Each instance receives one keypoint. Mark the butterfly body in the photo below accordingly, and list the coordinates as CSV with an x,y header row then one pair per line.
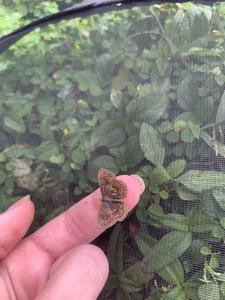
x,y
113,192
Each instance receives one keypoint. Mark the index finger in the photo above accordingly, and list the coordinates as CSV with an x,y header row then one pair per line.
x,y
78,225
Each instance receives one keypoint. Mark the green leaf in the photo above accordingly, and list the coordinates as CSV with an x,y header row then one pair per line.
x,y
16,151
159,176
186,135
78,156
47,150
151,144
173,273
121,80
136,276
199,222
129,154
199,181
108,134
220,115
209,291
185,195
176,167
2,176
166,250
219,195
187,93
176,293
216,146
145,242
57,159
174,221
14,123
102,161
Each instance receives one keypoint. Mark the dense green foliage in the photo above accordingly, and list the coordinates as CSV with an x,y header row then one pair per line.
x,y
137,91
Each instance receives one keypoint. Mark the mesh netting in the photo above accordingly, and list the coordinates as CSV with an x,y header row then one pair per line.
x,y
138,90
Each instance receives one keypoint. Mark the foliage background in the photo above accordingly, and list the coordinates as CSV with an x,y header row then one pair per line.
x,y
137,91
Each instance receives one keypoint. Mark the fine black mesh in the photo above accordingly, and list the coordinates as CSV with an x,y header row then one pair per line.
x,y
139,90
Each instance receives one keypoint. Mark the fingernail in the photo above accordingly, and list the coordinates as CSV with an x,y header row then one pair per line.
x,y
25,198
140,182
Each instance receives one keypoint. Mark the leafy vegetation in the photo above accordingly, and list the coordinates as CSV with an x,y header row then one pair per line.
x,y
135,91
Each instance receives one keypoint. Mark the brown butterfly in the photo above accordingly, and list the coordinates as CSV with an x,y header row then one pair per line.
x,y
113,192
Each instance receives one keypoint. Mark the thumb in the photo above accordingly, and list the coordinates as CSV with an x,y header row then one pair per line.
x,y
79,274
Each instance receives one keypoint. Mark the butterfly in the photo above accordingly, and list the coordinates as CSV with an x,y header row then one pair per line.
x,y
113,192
────
Every line from the one containing "Each instance receives one keypoint. Mark the fingernail" to the final line of the listing above should be set down exactly, with nothing added.

Each instance receives one keypoint. Mark the fingernail in the photo above accordingly, and list the coordinates as CSV with an x,y header row then one pair per line.
x,y
25,198
140,182
Each instance receives one keypoint. Mark the leafy vegetation in the photo above accordingly, and list the coordinates as CSV with an x,y header row then one pair per line.
x,y
135,91
Each instance receives one keypoint. Mark the brown butterfly in the photo above accordingly, and list the coordinates as CSV with an x,y header row then one pair per line.
x,y
113,192
Each instance receives one keypoint. Mark the thumb in the photo above accordingly, and list the coordinates as CSV with an x,y header row then one pair per line.
x,y
79,274
Each instance receives one keypoint. Mark the butterfly in the photo above accordingly, and list the coordinates as CSV with an x,y header row then one pair per line.
x,y
113,192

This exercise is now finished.